• _Estratto_:

____________

Taralli n'zogna e pepe, una prelibatezza inimitabile del patrimonio culinario partenopeo-1

Taralli n’zogna e pepe, una prelibatezza inimitabile del patrimonio culinario partenopeo

Taralli n’zogna e pepe, una prelibatezza inimitabile del patrimonio culinario partenopeo. Di forma circolare, ricchi di mandorle, sono tipici dell’entroterra napoletano e come tante altre ricette tipiche napoletane, anch’essi nacquero per riciclare e non buttare via gli avanzi di taluni ingredienti.

Taralli n’zogna e pepe rappresentano una delle tante prelibatezze del grande patrimonio culinario partenopeo, che non è secondo a nessuno. Essi sono persino decantati nelle poesie di diversi autori napoletani, i quali descrivono questi taralli n’zogna e pepe in modo tale da far venire l’acquolina in bocca. Di forma circolare e arricchiti da squisite mandorle, sono tipici dell’entroterra della città di Napoli; pure i taralli n’zogna e pepe nacquero per riciclare e non buttare via gli avanzi di taluni ingredienti.

____________

• _Sezione dati_:
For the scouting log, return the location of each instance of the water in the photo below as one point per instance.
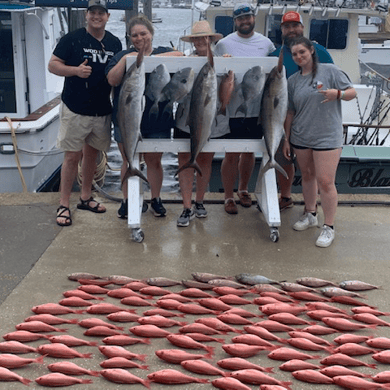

____________

• _Compito_: Trascriva fedelmente, dall'estratto sui taralli n'zogna e pepe, il passo che va da "Taralli n'zogna e" fino a "buttare via gli avanzi di taluni ingredienti." incluso. I dati costituiscono materiale a sé stante.

• _Risultato finale_:
Taralli n'zogna e pepe, una prelibatezza inimitabile del patrimonio culinario partenopeo-1

Taralli n’zogna e pepe, una prelibatezza inimitabile del patrimonio culinario partenopeo

Taralli n’zogna e pepe, una prelibatezza inimitabile del patrimonio culinario partenopeo. Di forma circolare, ricchi di mandorle, sono tipici dell’entroterra napoletano e come tante altre ricette tipiche napoletane, anch’essi nacquero per riciclare e non buttare via gli avanzi di taluni ingredienti.